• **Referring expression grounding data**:
========================
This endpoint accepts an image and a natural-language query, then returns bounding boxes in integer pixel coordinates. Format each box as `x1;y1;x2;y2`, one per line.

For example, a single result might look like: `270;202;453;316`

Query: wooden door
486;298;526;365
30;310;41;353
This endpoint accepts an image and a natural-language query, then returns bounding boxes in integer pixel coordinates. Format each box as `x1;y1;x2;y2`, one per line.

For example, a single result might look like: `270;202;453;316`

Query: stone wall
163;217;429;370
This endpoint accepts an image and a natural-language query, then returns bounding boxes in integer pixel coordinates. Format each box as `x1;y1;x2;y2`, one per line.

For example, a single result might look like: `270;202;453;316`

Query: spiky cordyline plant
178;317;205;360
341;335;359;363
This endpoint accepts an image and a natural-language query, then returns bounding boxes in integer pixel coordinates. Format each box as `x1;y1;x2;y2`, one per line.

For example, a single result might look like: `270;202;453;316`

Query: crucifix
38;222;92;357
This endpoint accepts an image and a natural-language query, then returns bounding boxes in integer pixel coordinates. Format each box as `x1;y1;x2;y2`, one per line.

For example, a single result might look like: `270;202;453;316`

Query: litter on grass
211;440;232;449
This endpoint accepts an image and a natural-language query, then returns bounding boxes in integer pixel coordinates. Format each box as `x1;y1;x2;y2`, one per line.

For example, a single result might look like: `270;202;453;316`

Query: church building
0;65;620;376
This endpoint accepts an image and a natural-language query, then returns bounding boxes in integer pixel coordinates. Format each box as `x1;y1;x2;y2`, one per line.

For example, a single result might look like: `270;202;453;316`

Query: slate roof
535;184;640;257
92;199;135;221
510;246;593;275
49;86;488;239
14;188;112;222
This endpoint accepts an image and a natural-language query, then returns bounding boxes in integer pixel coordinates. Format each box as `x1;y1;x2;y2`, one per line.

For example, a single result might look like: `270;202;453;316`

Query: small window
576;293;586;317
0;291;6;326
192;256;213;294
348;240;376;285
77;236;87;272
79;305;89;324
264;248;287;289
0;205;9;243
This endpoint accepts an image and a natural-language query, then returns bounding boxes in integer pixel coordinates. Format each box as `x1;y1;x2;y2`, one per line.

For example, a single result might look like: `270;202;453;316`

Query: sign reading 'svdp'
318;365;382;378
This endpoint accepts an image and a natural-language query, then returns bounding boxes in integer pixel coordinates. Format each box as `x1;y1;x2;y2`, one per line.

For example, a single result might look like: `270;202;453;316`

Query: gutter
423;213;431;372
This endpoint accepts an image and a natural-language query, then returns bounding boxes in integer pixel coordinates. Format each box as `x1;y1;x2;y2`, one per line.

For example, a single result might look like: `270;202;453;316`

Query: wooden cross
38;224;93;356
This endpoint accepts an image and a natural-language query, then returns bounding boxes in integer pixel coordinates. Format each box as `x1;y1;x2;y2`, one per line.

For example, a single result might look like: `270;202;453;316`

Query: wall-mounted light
========================
• **Problem details**:
Return the entries in full. Do not alter them.

• **Written solution**:
This endpoint accepts an image and a natural-language query, then returns bounding boxes in integer pixel coordinates. Format each box as `x1;y1;x2;y2`, one per line.

For example, a single result might look like: `270;202;453;316`

Query: wooden door
486;298;526;365
30;310;41;353
This endpoint accepts an image and a natural-language query, then returns bounding boxes in integer pixel coordinates. Format each box as `x1;y1;x2;y2`, one per line.

For example, a single result might look like: `270;202;453;316`

Query: stone wall
163;217;429;370
This endpoint accepts an image and a natural-language query, then returns bounding boxes in integer pixel coordinates. Format each box as `x1;y1;x2;y2`, one per line.

For example, a single result might look like: `270;202;453;316`

Query: spiky cordyline plant
178;317;205;360
341;335;359;363
This endpoint accepts an image and a natural-language query, then returns bounding boxes in integer pixel coordinates. Format each box as `x1;y1;x2;y2`, one per line.

For example, a single result might look like: `270;202;453;316`

Query: crucifix
38;222;92;357
This endpoint accepts an image and a natural-language query, then returns bounding boxes in integer pixel coordinates. Format each box as `x1;y1;x2;y2`, one per line.

For example, a single result might look like: `270;202;453;316`

Query: litter on grass
211;440;232;449
This endpoint accepts an image and a natural-language query, then returns bounding boxes in integer pixel coordinates. Format each box as `x1;y1;x2;y2`, one per line.

For example, a single result might look like: `270;202;453;316`

Query: church building
0;65;620;376
This endpoint accepts an image and a natural-language query, then returns bounding boxes in integer pixel coordinates. Format each box as `x1;y1;x2;y2`, one per line.

For example, a single result might look like: `270;202;453;316`

Query: slate roof
535;184;640;257
92;199;135;221
510;246;593;275
49;86;488;239
14;188;112;222
This endpoint accepts an image and a natural-language query, then returns bounding boxes in integer pixel coordinates. Format each box as `x1;y1;x2;y2`, one per line.

For example, a single result might look like: `270;202;453;316`

Query: small window
576;293;586;317
0;291;6;326
192;256;213;294
348;240;376;285
77;236;87;272
79;305;89;324
264;248;287;289
0;205;9;243
This endpoint accepts an image and a natural-language query, then returns bounding boxes in integer pixel coordinates. Format each box as `x1;y1;x2;y2`, one per line.

For example, a single result might look like: `270;202;453;316`

Query: sign reading 'svdp'
318;365;382;378
This endpoint accepts an image and a natural-language query, then returns bounding boxes in integer pixel coordinates. Format each box as `x1;y1;x2;y2`, one per line.

For example, a single result might look like: `270;202;453;316`

Query: gutter
423;213;431;372
This endpoint accepts an image and a natural-language query, then returns bounding boxes in integer pixel coordinates. Format each box as `x1;y1;x2;y2`, one per line.

For example, a single result might look like: `270;202;453;316`

Query: wooden cross
38;224;93;356
This endpoint accepts an image and a natural-language query, then returns bounding boxes in integer pixel coordinates. Format each box as `x1;y1;x2;y2`, one per line.

For example, a single result might look like: `270;202;453;316`

Query: wall-mounted light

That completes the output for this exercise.